The first step was the hardest. I could feel the dissonance in my body as my brain worked to convince my stomach that it was safe to lean back over the cliff, that it was safe for my legs to release the weight of my body, to give up the control they were so used to possessing. Letting go was exhilarating and terrifying. My heartbeat and my breath were all over the place. My brain was processing so quickly I could barely notice the experience. About halfway down I paused, held myself in place, suspended in the air, and took a moment to look around. Taking in the beauty that surrounded me, my breath came back, and for a moment I could feel everything I was experiencing: the peace and the terror. The fear then kicked back in and I started shaking, I started worrying, I started doubting my ability to go on, noticing all of the ways I wasn’t doing it right. Another breath and I got myself moving again. Before I knew it I was back on the ground. My landing was not graceful. My legs, shaking so vigorously, could not hold my body as it re-established contact with the earth. Flat on my back and still shaking, I got unclipped by one of the guides and made my way out of the landing zone. 

I sat quietly with my group integrating the experience I just went through. I could feel the fear in my body begin to subside. I could feel the air on my skin. My breath returned, my heartbeat slowed down, my vision became crisper and more clear. The space in my body and my mind that had been so consumed by fear became open and I could feel a new emotion take its place. I was proud of myself.

“Courage is the most important of all the virtues because without courage, you can't practice any other virtue consistently.”
― Maya Angelou

In the years since that moment in the desert, I have taken many a leap into something unknown. Some of these leaps include small moments of being present in my physical body: crossing the street during aggressive rush hour traffic, stepping onto an airplane, standing at the edge of a cold body of water readying myself to jump in. Some of these leaps come in the form of larger life moments: leaving a steady job without a full plan as to how I would sustain myself, opening myself to a new relationship after a deep heartbreak; getting myself to try again after a perceived professional failure. And some of these leaps come in small moments of putting myself out there in the world: knocking on the door of an unfamiliar apartment even though I triple checked that I had the correct address, walking into a room of people I do not know, sharing an unpopular opinion in a conversation, or speaking an uncomfortable truth to a beloved friend.

◆ Record excerpts
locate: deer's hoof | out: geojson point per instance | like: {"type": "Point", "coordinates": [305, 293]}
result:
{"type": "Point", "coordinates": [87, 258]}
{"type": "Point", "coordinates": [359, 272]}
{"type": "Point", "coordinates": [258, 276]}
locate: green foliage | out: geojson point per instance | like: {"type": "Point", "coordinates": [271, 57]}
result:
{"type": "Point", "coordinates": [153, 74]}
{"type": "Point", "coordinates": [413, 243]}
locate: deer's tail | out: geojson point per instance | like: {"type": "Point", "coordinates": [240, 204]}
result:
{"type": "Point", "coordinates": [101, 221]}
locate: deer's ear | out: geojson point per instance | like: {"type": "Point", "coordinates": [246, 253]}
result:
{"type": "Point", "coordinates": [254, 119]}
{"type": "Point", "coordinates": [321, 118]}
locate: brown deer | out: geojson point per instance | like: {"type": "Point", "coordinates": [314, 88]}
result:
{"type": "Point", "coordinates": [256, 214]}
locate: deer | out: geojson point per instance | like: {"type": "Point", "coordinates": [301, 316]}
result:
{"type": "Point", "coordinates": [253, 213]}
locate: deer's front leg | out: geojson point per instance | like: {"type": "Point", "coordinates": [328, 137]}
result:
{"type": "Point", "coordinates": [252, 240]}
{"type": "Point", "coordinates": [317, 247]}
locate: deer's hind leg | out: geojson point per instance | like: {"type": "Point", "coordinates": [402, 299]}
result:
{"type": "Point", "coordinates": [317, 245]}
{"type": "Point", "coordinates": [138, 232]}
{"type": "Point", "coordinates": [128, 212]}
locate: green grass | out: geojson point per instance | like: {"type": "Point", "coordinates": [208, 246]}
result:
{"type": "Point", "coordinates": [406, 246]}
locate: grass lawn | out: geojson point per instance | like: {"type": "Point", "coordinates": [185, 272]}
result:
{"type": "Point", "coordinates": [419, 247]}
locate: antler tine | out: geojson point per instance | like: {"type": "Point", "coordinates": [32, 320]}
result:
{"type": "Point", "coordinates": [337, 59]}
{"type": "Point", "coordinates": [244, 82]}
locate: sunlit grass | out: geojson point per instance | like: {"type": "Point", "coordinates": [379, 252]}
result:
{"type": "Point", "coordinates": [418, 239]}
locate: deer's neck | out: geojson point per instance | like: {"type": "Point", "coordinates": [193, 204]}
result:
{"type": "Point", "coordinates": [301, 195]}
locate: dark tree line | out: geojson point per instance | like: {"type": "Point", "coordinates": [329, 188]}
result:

◆ To do
Retype the passage on courage, starting with "I sat quietly" and going on through "proud of myself.". The records play no part in what is asked here.

◆ Result of the task
I sat quietly with my group integrating the experience I just went through. I could feel the fear in my body begin to subside. I could feel the air on my skin. My breath returned, my heartbeat slowed down, my vision became crisper and more clear. The space in my body and my mind that had been so consumed by fear became open and I could feel a new emotion take its place. I was proud of myself.